_WRITTEN REQUEST_: In the essay extract below, what did Mr. Freeman remark about the writer's writings?

# Start of PAGE EXTRACT

I suggest very seriously that it will do good to our credit for courage and right reason if we drop this way of doing things. The conversions that have converted the world were not effected by this sort of evolutionary curve. St. Paul did not pretend that he had changed slowly and imperceptibly from a Pharisee to a Christian. Victor Hugo did not maintain that he had been very right to be a Royalist, and only a little more right to be a Republican. If we have come to the conclusion that we have been wrong, let us say so, and congratulate ourselves on being now right; not insinuate that in some relative fashion we were just as right when we were wrong. For in this respect the progressive is the worst sort of conservative. He insists on conserving, in the most obstinate and obscurantist fashion, all the courses that have been marked out for progress in the past. He does literally, in the rather unlucky metaphor of Tennyson, “let the great world spin for ever down the ringing grooves of change.” For anyone who changes in that fashion has only got into a groove. There is no obligation on anybody to invent evolutionary excuses for all these experiments. There is no need to be so much ashamed of our blunders as all that. It is human to err; and the only final and deadly error, among all our errors, is denying that we have ever erred.

Milton and Merry England

MR. FREEMAN, in contributing to the “London Mercury” some of those critical analyses which we all admire, remarked about myself (along with compliments only too generous and strictures almost entirely just) that there was very little autobiography in my writings. I hope the reader will not have reason to curse him for this kindly provocation, watching me assume the graceful poses of Marie Bashkirtseff. But I feel tempted to plead it in extenuation or excuse for this article, which can hardly avoid being egotistical. For though it concerns one of those problems of literature, of philosophy and of history that certainly interest me more than my own psychology, it is one on which I can hardly explain myself without seeming to expose myself.

# End of PAGE EXTRACT
# Start of DATA PROVIDED

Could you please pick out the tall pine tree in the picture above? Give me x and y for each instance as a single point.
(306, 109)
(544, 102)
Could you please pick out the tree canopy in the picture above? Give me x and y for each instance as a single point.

# End of DATA PROVIDED

_SOLUTION TO THE EXERCISE_: He remarked that there was very little autobiography in them.